PROBLEMAS E TAREFAS:
a) Transcreva do texto sobre o ITBI o trecho que vai de "De fato, não" até "em muitos municípios.".
b) De acordo com o texto sobre o ITBI, a partir de que valor do imóvel a escritura pública é indispensável para a validade do negócio?
c) Prossiga o texto sobre o ITBI a partir do ponto em que ele termina.

TRECHO DO DOCUMENTO:
++++++
Em julgamento realizado em 12/2/21, o STF, por unanimidade, firmou a tese de que "o fato gerador do imposto sobre transmissão inter vivos de bens imóveis (ITBI) somente ocorre com a transferência efetiva da propriedade imobiliária, que se dá mediante o competente registro".
A questão submetida à Corte Constitucional (ARE 1294969) versava sobre a possibilidade do município de São Paulo exigir o pagamento de ITBI em operação de cessão de direitos decorrentes de compromisso de venda e compra, sob o fundamento de que para a incidência do imposto - nos termos do disposto no artigo 156, II da CF- bastaria a transmissão do direito por qualquer ato.
O STF houve por bem reconhecer a existência de repercussão geral na matéria a ser decidida, haja vista a multiplicidade de recursos que discutem "a cobrança do ITBI, por município brasileiros, sobre a cessão de direitos de compra e venda de imóvel, mesmo sem registro em cartório de imóveis".
De fato, não são poucos os municípios brasileiros que, em equivocada interpretação do disposto no artigo 156, II da CF, ampliam indevidamente a hipótese de incidência do imposto sobre transmissão de bens imóveis a fim de considerar como fato gerador a cessão particular de direitos sobre bem imóvel.
Os cartórios de registros de imóveis, por sua vez, sob o argumento do respeito à cadeia dominial da matrícula, para o registro de instrumentos particulares e escrituras definitivas ou de escrituras historiadas que demonstram que o titular de domínio do imóvel prometeu vender o bem para terceiro, que por sua vez desistiu do negócio e cedeu-o para outrem, o qual será, então, o novo proprietário tabular, alegando ter havido mais de uma transferência do imóvel, exigem o duplo recolhimento do imposto - bitributação. Essa é uma situação absolutamente corriqueira em muitos municípios.
Olvidam-se por completo do quanto disposto nos artigos 1.227 e 1.245 do CC, claros ao determinar que a transferência de bens imóveis - e dos demais direitos reais - só ocorre "mediante o registro do título translativo no Registro de Imóveis", que em geral é a escritura pública - indispensável para a validade do negócio, consoante dispõe o artigo 108 do CC - para imóveis cujo valor ultrapassar 30 (trinta) salários-mínimos. A transmissão poderá ocorrer por instrumento particular no caso de imóveis de valor inferior ao montante referido.
++++++
TRECHOS DAS ENTRADAS:
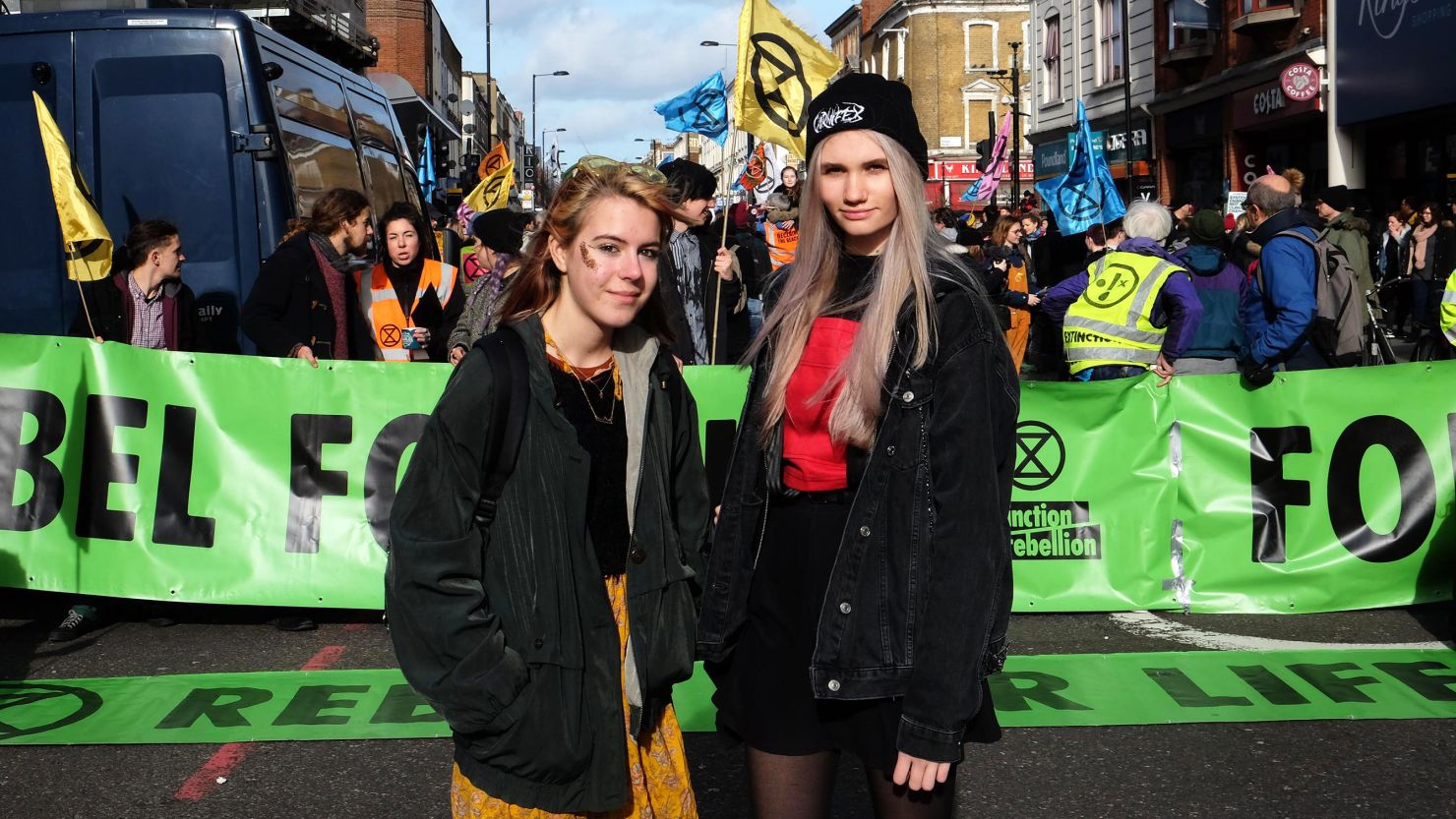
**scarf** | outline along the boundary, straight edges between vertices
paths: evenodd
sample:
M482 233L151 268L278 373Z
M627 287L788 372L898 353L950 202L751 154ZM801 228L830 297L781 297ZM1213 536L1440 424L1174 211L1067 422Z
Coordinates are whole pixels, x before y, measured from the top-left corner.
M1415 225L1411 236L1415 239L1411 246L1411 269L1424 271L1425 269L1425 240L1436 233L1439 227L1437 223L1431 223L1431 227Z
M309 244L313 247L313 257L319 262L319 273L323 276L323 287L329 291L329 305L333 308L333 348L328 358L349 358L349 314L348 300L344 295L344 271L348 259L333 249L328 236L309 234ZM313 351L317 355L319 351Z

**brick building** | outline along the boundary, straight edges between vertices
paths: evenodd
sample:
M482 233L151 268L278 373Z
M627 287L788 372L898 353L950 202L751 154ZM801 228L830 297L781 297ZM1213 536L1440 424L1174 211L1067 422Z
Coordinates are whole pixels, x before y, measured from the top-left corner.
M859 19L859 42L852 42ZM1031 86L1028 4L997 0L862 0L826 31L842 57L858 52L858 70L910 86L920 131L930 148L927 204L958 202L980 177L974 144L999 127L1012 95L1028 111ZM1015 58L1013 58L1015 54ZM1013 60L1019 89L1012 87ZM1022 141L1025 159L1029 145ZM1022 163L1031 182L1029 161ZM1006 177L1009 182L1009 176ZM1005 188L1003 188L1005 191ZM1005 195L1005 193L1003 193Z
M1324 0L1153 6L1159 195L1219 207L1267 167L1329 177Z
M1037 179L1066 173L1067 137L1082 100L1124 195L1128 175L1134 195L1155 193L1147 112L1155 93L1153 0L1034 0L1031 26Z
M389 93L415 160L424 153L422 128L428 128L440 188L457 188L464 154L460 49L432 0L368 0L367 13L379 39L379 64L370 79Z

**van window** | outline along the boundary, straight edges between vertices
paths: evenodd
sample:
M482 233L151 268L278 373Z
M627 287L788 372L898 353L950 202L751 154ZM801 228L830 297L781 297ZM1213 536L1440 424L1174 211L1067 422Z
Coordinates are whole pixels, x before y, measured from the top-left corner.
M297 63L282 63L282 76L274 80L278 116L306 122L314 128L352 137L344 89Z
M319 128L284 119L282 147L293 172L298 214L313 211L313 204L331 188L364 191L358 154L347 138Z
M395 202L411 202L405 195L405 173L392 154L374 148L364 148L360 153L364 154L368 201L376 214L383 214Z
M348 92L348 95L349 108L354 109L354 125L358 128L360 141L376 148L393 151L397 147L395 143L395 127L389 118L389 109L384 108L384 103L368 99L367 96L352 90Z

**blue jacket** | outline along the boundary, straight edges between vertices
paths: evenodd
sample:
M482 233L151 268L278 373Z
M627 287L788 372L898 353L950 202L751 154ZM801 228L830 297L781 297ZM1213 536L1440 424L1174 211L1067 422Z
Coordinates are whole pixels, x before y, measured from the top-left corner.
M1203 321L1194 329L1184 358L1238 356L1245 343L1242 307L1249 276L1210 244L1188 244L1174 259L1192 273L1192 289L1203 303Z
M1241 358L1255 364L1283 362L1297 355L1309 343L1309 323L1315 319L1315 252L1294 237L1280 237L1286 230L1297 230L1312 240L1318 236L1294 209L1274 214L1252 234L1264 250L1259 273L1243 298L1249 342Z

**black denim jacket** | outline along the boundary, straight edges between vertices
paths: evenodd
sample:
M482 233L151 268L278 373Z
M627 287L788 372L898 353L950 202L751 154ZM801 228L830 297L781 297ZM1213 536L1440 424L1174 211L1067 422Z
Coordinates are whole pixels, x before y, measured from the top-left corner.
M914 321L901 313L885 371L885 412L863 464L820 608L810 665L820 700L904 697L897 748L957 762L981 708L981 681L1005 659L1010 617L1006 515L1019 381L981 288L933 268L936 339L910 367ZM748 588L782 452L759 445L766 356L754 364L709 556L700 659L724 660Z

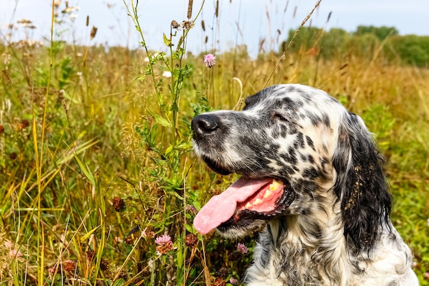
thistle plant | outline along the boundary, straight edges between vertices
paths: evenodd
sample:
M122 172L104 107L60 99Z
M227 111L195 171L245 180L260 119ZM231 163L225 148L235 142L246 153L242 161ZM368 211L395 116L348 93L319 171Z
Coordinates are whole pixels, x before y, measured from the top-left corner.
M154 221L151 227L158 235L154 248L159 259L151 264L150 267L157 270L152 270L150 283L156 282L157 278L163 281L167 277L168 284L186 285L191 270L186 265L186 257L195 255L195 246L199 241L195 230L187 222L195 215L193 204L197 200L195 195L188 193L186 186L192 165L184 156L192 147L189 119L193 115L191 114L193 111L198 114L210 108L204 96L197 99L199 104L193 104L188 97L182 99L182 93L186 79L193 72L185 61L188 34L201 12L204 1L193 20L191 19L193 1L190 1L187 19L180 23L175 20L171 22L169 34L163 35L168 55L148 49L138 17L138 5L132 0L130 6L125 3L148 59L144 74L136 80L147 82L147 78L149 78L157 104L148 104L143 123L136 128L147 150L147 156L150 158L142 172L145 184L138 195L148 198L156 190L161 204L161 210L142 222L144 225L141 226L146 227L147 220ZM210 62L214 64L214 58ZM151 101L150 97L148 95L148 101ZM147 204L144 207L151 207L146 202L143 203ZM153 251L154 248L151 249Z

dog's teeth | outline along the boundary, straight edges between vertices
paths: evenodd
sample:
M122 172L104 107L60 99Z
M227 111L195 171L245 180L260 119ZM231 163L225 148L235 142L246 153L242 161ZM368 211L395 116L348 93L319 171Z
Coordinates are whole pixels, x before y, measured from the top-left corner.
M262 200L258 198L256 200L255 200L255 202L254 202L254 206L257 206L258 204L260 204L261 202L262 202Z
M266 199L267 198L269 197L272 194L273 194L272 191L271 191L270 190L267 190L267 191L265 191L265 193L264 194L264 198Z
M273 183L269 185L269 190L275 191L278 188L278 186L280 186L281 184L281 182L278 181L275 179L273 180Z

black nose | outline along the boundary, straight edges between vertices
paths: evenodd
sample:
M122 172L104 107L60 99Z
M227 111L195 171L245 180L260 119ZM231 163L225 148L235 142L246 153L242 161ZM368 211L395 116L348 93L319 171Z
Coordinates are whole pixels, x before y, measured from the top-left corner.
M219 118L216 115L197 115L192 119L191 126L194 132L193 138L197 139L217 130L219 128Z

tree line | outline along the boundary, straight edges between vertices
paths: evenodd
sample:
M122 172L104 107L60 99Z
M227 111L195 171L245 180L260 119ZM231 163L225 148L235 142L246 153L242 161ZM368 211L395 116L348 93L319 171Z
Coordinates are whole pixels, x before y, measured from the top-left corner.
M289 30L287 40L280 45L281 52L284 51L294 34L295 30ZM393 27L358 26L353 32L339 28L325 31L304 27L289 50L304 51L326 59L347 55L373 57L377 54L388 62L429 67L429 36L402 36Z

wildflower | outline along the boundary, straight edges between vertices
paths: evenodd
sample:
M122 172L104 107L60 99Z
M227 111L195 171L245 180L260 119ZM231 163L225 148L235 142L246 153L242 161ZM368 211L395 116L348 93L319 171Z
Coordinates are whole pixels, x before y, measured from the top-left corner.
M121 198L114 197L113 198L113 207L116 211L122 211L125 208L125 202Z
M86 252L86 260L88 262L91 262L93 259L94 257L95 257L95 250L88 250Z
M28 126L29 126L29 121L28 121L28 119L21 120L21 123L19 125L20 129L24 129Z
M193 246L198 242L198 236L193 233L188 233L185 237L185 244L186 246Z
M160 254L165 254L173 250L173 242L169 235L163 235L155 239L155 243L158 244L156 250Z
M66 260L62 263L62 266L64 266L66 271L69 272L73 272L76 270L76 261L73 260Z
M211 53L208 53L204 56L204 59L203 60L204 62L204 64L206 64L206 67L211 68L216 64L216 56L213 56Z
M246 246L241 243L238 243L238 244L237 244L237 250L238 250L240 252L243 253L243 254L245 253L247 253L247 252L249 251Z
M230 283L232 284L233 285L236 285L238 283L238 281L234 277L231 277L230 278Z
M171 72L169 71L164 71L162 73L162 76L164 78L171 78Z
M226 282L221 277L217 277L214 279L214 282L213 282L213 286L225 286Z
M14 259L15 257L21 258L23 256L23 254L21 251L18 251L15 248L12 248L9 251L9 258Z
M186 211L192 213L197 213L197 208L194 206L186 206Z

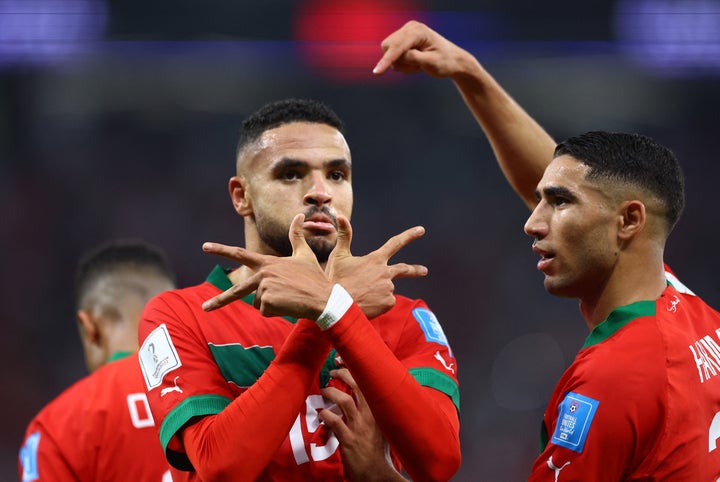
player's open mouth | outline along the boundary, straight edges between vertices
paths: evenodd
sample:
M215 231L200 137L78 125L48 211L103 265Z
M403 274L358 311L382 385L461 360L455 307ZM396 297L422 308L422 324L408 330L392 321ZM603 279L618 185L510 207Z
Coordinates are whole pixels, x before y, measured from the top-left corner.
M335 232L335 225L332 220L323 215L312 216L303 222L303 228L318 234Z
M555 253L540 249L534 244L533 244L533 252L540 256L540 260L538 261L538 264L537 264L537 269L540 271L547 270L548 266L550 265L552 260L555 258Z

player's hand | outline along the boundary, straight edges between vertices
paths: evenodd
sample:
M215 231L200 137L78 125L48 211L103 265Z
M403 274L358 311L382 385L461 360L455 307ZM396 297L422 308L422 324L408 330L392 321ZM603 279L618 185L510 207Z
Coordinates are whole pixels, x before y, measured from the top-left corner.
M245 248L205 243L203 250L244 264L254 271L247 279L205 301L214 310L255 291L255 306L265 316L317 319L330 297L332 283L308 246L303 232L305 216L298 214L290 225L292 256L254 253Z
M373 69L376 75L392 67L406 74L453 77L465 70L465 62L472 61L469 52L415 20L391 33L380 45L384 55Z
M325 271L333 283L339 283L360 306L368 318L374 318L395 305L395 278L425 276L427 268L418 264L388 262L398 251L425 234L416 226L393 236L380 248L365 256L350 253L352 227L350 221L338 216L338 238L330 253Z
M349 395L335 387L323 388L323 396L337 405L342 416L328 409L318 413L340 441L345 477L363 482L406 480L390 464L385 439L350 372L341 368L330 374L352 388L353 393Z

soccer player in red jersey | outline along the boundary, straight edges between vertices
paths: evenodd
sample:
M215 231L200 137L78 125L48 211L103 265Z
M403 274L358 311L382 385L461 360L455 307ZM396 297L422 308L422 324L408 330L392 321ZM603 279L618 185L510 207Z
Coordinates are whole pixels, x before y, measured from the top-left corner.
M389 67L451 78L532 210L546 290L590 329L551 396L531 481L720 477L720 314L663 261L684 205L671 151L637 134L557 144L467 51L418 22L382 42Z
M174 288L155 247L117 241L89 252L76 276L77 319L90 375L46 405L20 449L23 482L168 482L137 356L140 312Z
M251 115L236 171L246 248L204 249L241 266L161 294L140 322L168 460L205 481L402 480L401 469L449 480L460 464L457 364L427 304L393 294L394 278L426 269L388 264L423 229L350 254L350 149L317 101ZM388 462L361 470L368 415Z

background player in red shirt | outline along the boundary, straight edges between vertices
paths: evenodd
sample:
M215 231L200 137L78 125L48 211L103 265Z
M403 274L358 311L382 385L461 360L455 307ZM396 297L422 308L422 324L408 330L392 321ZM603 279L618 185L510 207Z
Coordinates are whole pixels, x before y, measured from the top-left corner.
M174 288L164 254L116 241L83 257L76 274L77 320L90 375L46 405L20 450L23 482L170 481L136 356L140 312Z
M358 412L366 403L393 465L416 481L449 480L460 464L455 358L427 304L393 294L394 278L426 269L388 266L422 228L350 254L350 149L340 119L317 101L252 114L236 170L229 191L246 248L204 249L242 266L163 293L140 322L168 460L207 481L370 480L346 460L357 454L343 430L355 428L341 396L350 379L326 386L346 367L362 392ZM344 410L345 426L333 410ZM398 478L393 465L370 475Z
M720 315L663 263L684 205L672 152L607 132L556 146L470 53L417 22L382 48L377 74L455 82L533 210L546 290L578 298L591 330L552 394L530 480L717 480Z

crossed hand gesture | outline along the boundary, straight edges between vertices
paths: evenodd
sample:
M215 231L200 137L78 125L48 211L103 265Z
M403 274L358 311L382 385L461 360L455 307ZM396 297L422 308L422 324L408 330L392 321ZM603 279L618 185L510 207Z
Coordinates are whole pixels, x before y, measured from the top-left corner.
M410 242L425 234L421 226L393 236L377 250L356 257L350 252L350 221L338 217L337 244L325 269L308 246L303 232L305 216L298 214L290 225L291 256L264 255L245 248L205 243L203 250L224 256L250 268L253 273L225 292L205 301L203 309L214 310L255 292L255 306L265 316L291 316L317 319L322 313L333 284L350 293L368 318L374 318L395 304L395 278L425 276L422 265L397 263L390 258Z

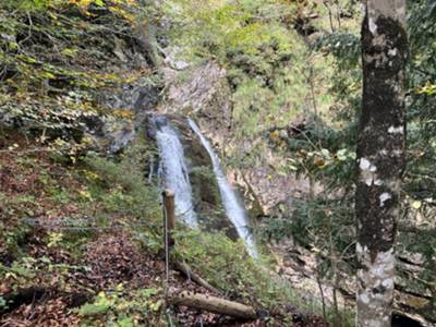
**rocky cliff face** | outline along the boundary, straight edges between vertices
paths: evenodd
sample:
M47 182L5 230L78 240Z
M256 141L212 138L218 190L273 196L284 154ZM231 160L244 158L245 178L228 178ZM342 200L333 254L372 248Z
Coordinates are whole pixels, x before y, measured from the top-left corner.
++++++
RESPOSTAS POR TAREFA:
a)
De fato, não são poucos os municípios brasileiros que, em equivocada interpretação do disposto no artigo 156, II da CF, ampliam indevidamente a hipótese de incidência do imposto sobre transmissão de bens imóveis a fim de considerar como fato gerador a cessão particular de direitos sobre bem imóvel.
Os cartórios de registros de imóveis, por sua vez, sob o argumento do respeito à cadeia dominial da matrícula, para o registro de instrumentos particulares e escrituras definitivas ou de escrituras historiadas que demonstram que o titular de domínio do imóvel prometeu vender o bem para terceiro, que por sua vez desistiu do negócio e cedeu-o para outrem, o qual será, então, o novo proprietário tabular, alegando ter havido mais de uma transferência do imóvel, exigem o duplo recolhimento do imposto - bitributação. Essa é uma situação absolutamente corriqueira em muitos municípios.

b) Para imóveis cujo valor ultrapassar 30 (trinta) salários-mínimos.

c)
Dessa forma, é certo que por força do disposto nos artigos 108, 1.227 e 1.245 do CC, a transferência da propriedade do imóvel somente ocorre mediante o registro da escritura pública no cartório de registro de imóveis.
Nesse diapasão, não podem ensejar a cobrança de ITBI os compromissos particulares de venda e compra e as cessões de direito, contratos preliminares que não constituem meio idôneo para a transmissão da propriedade e domínio pleno sobre o imóvel.
O STF, acertadamente, reafirmou a posição há muito sedimentada não apenas pela própria Corte Suprema, mas pelo STJ o qual também já assentou que "a promessa de cessão de direitos à aquisição de imóvel não é fato gerador de ITBI"1.
No julgamento ora em comento, o STF ratificou a ilegitimidade da exigência do ITBI em compromissos particulares de promessa de venda e compra e de cessão de direitos e considerando "a necessidade de se atribuir racionalidade ao sistema de precedentes qualificados", propôs a seguinte tese para fins da repercussão geral:
O fato gerador do imposto sobre transmissão inter vivos de bens imóveis (ITBI) somente ocorre com a efetiva transferência da propriedade imobiliária, que se dá mediante o registro.
Com a consolidação do entendimento do STF em tese clara e objetiva, não se deve mais tolerar qualquer exigência de recolhimento ITBI nas operações de promessa de venda e compra e cessão de direitos - assim como em qualquer ato de disposição de direitos que não tenham o condão de transferir a propriedade do imóvel -, ante a evidente inconstitucionalidade das leis e decretos municipais que determinam a incidência do imposto de transmissão além das hipóteses do artigo 156, II da CF.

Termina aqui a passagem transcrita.